─── Material for this exercise ───

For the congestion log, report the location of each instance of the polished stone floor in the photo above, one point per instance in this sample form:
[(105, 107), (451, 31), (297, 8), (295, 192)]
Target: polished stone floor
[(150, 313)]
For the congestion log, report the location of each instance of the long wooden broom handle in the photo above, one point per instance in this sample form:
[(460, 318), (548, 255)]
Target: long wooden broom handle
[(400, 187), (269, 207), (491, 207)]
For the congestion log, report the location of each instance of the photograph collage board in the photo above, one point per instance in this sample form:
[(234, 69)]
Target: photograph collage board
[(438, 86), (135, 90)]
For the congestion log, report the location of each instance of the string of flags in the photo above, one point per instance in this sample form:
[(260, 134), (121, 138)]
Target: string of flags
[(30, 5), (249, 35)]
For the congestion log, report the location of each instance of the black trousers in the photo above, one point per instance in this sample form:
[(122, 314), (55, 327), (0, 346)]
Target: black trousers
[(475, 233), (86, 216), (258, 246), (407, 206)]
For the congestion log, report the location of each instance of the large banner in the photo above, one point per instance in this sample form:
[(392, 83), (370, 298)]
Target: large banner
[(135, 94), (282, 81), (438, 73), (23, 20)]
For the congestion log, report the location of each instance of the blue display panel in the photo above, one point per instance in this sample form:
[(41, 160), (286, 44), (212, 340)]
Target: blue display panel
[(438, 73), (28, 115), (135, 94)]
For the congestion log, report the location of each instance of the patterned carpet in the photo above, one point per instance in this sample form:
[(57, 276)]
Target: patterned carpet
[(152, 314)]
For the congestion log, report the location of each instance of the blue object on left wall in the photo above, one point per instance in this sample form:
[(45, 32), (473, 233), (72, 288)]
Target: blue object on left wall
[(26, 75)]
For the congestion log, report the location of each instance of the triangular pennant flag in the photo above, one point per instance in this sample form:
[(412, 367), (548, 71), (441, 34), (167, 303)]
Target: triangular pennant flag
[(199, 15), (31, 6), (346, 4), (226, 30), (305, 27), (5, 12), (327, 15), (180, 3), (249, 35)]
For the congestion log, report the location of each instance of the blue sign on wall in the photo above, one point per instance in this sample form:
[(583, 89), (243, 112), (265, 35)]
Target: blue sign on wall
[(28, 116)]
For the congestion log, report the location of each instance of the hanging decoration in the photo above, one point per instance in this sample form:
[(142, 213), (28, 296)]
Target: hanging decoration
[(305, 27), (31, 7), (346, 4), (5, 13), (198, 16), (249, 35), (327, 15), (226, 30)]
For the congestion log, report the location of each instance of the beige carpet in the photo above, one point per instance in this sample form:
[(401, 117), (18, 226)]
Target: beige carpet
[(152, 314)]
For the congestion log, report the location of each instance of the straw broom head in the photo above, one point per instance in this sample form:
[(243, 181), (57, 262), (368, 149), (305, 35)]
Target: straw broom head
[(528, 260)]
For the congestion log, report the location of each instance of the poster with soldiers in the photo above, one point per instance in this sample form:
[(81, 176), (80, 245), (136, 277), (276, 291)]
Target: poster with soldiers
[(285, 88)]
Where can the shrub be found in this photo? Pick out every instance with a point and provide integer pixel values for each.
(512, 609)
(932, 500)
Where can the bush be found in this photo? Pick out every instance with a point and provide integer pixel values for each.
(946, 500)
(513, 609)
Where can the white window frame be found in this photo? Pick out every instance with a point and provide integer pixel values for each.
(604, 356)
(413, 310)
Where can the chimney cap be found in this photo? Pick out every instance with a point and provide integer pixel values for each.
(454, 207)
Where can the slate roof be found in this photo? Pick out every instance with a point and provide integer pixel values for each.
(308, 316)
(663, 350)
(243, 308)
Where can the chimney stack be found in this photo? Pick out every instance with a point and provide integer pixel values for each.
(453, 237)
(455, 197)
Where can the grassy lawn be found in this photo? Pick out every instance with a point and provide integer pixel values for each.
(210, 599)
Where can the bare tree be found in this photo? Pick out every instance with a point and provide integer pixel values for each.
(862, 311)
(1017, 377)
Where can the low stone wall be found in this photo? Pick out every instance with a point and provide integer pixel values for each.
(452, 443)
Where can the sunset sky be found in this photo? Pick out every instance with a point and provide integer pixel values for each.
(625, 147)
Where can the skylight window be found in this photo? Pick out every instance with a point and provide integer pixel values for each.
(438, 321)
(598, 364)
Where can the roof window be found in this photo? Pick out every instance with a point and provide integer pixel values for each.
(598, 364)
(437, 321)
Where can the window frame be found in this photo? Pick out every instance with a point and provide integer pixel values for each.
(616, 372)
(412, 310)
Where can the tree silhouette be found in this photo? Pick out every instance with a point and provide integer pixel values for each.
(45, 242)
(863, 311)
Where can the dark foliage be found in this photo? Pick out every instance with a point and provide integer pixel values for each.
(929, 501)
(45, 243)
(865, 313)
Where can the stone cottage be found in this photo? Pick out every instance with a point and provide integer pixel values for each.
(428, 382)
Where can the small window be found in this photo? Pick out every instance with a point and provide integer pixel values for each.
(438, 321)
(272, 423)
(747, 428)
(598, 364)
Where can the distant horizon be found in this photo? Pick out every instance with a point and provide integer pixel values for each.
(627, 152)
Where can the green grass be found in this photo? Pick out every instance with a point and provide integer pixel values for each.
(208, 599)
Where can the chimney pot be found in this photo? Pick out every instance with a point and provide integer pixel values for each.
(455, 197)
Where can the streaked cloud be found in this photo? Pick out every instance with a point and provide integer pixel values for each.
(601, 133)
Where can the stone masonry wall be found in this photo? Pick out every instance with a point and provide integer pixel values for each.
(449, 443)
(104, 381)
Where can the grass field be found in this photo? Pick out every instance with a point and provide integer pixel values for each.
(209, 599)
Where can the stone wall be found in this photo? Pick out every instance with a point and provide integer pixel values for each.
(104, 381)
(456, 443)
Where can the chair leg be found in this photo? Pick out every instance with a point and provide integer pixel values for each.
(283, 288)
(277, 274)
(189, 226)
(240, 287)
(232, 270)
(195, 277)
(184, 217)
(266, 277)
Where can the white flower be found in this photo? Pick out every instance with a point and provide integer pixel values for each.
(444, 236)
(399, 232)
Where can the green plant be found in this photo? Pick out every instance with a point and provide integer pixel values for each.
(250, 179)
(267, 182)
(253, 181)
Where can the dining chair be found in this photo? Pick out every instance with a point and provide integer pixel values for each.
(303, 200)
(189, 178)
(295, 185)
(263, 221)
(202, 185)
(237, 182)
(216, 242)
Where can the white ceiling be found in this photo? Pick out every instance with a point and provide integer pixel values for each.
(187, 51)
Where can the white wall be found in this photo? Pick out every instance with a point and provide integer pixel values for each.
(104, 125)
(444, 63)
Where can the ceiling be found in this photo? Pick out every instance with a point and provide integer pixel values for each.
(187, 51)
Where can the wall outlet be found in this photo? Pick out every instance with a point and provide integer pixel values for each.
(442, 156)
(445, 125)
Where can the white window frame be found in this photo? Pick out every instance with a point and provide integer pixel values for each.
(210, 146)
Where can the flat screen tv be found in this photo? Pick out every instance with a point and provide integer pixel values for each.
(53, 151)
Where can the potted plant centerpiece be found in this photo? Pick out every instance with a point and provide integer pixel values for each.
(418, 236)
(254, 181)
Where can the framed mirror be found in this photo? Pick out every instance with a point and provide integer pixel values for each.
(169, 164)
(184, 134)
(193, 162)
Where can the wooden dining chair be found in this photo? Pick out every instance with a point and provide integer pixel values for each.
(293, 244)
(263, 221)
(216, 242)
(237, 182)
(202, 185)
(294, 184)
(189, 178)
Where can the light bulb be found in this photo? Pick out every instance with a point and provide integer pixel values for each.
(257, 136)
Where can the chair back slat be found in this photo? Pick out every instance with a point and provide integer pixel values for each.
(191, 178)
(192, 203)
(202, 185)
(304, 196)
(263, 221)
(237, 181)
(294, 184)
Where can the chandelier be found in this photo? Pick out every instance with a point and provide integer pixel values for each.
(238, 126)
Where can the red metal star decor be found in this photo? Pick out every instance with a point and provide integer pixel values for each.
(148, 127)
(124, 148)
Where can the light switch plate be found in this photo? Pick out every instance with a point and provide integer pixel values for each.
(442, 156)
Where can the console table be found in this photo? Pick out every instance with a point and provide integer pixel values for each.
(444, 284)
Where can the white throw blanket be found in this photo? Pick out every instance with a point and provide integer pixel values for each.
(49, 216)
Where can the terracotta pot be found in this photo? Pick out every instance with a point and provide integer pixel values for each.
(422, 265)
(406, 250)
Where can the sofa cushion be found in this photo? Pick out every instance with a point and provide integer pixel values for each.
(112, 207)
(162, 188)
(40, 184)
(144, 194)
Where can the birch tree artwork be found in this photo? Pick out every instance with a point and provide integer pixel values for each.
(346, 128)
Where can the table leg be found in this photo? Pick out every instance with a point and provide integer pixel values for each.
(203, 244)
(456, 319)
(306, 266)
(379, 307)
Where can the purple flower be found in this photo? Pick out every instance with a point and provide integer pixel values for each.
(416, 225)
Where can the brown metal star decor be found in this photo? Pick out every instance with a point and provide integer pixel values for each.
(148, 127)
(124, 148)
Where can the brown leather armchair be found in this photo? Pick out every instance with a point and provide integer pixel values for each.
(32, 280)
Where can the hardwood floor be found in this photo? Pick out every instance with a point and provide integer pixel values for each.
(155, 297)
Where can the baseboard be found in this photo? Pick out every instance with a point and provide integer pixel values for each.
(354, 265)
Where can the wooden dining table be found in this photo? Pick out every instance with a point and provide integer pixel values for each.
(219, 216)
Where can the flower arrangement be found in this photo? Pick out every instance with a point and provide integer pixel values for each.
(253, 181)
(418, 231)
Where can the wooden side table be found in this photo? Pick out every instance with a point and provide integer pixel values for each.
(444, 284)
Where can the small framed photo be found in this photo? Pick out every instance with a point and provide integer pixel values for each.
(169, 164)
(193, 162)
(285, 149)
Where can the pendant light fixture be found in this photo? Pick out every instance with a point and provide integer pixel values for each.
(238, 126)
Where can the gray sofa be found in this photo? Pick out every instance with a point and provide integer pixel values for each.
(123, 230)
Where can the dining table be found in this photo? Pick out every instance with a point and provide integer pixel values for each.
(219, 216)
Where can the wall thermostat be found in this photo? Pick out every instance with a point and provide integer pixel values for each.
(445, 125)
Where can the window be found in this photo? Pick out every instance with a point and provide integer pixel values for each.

───

=== About this task ===
Reproduce, character for character, only the lines of the preceding data that start at the line with "Target: photograph collage board" and end at the line with "[(260, 134), (121, 138)]", both included.

=== Exercise answer ===
Target: photograph collage board
[(438, 86), (135, 90)]
For the congestion log, report the location of each instance of the string of flags in the photo above, one point per instance in this sample form:
[(260, 134), (121, 138)]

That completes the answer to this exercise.